──────── EXERCISE INPUT

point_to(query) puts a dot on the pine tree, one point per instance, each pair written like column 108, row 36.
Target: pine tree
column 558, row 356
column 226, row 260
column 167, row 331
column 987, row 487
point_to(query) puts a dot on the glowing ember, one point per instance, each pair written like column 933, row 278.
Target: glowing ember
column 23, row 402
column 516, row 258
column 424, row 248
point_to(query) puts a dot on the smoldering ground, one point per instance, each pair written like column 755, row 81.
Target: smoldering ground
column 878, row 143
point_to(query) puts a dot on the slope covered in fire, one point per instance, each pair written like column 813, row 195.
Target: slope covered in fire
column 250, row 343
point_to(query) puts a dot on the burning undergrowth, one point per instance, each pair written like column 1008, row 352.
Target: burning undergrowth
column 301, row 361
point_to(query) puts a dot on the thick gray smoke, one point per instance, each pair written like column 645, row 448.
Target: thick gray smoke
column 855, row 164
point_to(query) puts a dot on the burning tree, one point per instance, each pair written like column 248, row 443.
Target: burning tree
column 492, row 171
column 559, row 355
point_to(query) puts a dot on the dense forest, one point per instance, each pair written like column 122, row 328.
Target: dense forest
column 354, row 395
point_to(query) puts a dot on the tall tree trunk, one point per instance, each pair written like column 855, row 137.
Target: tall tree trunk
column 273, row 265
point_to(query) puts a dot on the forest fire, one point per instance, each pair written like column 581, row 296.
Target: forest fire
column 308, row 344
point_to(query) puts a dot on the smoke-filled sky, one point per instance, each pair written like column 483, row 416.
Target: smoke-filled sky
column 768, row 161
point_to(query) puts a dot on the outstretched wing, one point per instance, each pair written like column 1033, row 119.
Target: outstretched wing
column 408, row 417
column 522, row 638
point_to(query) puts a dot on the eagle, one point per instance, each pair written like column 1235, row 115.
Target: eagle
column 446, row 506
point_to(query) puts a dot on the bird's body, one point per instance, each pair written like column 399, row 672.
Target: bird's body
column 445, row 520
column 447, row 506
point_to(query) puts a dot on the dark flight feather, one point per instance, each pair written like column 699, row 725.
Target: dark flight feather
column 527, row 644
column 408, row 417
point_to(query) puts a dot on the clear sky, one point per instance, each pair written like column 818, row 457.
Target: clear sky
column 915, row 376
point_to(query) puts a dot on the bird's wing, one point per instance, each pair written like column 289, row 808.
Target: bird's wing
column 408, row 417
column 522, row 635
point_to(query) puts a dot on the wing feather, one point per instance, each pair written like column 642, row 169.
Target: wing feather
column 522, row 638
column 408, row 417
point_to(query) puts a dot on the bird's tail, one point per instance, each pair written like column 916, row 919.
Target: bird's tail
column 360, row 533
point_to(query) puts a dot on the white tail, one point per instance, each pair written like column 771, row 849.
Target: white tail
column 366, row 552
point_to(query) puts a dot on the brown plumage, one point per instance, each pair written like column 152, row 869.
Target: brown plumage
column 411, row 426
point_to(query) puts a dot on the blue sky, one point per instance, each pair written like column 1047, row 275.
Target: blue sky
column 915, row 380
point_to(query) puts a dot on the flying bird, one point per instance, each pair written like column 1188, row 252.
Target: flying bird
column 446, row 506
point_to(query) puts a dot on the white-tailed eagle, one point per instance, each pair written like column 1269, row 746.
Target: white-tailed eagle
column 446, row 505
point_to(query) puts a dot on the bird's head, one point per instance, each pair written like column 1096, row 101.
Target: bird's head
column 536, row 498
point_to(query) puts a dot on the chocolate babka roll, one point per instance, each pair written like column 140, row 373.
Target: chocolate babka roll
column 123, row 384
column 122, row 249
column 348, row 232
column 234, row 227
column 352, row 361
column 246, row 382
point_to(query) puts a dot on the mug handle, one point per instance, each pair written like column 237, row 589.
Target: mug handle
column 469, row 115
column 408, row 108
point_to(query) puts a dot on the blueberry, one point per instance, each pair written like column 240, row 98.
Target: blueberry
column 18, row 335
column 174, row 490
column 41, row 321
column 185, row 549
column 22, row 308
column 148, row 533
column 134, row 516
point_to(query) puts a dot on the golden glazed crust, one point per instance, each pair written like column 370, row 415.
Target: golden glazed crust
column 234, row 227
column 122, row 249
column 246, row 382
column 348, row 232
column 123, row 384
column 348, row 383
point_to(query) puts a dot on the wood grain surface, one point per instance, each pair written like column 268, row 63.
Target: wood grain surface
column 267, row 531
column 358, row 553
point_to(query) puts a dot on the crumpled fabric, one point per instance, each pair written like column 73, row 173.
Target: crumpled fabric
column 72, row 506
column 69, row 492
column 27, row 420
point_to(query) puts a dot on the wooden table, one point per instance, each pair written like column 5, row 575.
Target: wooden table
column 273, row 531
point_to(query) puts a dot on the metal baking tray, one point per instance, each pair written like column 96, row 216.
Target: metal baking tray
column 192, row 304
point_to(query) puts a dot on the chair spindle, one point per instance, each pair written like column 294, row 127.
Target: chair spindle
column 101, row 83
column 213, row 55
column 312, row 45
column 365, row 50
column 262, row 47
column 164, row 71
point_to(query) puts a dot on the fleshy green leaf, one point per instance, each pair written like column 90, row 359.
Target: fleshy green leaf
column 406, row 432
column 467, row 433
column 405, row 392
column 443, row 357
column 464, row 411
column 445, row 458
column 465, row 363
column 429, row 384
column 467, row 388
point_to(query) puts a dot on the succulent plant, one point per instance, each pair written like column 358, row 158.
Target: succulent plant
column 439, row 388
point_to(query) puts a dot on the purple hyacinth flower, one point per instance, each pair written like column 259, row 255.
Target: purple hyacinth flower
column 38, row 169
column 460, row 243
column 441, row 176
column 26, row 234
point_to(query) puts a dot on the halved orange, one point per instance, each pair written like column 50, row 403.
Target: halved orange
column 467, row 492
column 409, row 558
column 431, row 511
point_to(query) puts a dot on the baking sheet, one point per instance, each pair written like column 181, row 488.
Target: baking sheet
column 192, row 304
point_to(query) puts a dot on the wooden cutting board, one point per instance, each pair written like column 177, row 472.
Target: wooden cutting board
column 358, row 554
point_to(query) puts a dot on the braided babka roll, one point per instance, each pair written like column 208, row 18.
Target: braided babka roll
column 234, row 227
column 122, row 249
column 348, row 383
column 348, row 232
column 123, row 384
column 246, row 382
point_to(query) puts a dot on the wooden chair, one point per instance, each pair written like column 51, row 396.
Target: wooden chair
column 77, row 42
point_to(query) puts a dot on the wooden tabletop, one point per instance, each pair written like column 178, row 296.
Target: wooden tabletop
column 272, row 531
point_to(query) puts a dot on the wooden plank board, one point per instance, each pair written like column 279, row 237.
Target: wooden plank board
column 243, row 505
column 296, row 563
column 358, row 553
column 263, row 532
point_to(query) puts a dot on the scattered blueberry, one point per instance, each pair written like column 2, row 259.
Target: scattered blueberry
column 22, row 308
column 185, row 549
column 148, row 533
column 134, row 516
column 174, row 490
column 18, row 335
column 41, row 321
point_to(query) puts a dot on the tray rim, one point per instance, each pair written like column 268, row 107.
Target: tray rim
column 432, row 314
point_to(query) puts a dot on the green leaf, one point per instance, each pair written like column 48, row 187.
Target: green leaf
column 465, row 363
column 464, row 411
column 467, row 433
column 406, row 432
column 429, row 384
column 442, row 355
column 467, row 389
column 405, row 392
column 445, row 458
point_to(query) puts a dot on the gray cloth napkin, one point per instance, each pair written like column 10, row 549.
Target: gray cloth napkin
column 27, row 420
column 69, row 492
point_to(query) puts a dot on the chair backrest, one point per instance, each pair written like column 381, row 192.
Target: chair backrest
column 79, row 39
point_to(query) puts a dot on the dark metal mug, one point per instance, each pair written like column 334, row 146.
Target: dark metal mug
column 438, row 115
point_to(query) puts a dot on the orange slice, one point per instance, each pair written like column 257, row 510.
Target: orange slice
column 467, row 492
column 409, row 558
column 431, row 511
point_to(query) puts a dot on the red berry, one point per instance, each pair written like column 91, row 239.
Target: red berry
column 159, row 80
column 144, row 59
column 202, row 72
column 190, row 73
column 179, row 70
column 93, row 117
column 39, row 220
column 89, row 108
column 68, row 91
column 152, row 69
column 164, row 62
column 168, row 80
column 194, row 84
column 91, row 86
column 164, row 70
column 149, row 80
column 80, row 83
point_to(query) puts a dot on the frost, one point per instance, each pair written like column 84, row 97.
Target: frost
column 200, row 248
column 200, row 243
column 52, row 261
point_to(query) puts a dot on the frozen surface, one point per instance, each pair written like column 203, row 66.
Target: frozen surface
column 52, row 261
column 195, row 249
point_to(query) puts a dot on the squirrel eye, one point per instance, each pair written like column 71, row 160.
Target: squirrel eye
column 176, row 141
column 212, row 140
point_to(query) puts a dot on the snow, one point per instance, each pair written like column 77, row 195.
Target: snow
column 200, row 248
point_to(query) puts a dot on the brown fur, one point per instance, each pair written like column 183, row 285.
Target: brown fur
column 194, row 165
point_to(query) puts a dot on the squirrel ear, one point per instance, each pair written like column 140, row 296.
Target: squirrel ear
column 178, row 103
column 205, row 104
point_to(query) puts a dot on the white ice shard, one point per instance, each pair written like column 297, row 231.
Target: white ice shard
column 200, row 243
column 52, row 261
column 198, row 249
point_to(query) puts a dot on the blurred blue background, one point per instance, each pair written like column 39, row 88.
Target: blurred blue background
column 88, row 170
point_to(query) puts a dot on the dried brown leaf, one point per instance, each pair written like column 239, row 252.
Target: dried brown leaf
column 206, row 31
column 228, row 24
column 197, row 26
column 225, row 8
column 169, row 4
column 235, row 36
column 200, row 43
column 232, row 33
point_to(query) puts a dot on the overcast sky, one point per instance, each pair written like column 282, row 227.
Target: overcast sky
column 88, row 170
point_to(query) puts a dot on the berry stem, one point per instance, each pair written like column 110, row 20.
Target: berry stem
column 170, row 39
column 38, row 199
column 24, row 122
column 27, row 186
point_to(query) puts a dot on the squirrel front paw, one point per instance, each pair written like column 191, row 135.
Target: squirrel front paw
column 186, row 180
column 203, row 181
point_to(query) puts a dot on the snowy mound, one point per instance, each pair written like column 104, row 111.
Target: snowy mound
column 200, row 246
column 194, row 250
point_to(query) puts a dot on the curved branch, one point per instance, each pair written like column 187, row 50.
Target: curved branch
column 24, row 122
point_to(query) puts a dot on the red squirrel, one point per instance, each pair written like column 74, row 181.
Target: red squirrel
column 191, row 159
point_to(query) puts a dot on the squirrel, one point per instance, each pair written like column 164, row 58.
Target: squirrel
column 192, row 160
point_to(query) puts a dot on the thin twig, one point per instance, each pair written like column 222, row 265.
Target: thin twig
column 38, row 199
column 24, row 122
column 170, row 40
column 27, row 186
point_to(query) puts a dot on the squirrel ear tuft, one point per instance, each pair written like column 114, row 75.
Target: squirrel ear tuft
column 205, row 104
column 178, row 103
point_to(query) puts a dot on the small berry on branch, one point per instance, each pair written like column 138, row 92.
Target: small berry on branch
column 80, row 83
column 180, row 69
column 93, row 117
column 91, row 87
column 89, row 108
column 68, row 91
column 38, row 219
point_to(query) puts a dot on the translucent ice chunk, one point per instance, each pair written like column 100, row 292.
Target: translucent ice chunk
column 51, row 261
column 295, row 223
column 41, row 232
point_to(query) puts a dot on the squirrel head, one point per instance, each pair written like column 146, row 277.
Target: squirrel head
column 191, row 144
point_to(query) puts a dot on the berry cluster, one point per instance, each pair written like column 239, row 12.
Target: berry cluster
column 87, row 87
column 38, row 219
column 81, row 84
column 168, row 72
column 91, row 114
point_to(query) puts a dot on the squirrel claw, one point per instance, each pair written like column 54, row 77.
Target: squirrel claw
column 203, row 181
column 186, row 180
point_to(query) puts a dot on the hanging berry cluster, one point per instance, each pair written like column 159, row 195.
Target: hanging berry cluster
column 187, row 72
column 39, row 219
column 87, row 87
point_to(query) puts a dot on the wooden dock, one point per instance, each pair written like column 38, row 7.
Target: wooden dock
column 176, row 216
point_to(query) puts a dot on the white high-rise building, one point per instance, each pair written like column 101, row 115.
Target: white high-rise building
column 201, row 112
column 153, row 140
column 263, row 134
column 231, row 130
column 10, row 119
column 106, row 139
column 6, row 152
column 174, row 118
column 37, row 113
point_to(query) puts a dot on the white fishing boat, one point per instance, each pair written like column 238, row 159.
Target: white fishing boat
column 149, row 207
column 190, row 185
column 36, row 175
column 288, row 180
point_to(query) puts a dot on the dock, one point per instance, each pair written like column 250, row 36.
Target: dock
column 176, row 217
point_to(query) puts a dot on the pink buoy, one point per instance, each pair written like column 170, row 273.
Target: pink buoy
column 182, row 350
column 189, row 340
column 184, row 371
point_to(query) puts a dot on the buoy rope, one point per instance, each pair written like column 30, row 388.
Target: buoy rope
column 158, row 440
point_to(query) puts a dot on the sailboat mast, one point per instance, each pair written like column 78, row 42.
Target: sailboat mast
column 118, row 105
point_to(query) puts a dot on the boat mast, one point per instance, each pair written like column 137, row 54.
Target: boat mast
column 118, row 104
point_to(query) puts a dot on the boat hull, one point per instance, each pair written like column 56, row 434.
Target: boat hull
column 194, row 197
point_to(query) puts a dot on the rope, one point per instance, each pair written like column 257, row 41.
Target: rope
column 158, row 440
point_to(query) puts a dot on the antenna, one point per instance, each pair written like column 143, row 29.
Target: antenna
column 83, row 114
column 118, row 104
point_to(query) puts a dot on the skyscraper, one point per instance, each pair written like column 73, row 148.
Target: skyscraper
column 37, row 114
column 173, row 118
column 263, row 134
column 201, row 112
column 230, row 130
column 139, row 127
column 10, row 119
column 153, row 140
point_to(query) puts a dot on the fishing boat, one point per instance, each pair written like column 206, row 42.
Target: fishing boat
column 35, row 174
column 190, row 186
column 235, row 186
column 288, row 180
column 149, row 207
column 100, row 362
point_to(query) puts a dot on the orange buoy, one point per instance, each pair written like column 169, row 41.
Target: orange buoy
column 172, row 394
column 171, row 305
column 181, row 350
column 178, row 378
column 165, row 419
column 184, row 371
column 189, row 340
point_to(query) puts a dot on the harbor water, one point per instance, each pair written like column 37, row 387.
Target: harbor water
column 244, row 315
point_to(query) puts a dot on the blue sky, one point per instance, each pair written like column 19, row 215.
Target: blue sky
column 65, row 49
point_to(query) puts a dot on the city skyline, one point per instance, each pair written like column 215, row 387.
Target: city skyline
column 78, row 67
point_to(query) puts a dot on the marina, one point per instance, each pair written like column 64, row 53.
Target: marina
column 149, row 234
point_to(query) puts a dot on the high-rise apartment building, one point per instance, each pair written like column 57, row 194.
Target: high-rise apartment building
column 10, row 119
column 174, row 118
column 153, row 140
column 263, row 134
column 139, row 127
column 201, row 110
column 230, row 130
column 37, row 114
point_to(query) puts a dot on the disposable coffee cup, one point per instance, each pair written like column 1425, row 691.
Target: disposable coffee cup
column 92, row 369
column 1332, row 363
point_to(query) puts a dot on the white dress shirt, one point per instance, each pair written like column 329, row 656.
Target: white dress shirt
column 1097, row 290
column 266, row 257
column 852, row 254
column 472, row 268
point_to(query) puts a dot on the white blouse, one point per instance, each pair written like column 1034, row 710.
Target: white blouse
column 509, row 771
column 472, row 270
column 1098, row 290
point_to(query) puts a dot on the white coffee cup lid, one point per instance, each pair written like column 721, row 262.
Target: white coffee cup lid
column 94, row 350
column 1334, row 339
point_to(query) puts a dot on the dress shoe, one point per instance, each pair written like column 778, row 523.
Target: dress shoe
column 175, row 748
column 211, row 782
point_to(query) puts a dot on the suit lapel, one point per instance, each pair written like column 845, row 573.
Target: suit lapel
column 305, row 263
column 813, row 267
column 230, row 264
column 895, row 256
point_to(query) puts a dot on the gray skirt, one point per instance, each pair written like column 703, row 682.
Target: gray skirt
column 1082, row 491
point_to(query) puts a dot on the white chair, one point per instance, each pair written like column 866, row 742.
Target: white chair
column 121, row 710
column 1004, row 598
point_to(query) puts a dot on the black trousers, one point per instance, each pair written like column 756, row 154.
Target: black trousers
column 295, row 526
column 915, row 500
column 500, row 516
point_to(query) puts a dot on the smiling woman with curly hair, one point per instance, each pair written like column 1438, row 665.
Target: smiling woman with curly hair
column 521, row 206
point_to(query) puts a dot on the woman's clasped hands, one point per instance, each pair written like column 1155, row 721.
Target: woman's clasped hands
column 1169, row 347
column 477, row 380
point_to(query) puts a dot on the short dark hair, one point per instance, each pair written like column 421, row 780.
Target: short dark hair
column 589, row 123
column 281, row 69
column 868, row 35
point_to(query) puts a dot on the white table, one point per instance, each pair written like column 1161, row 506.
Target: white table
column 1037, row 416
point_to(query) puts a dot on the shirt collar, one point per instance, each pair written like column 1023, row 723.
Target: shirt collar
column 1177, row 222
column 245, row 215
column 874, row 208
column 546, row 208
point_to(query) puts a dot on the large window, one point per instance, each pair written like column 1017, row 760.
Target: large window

────────────────

PROBLEM
Update the lines from the one containing "point_to(query) puts a dot on the burning tree, one" up to and including the one containing "column 559, row 355" by swapping "burning tree" for "blazing tree". Write those lines out again with nothing else changed.

ANSWER
point_to(query) puts a dot on the blazing tree, one point per instance, each pair written like column 248, row 443.
Target: blazing tree
column 492, row 171
column 559, row 355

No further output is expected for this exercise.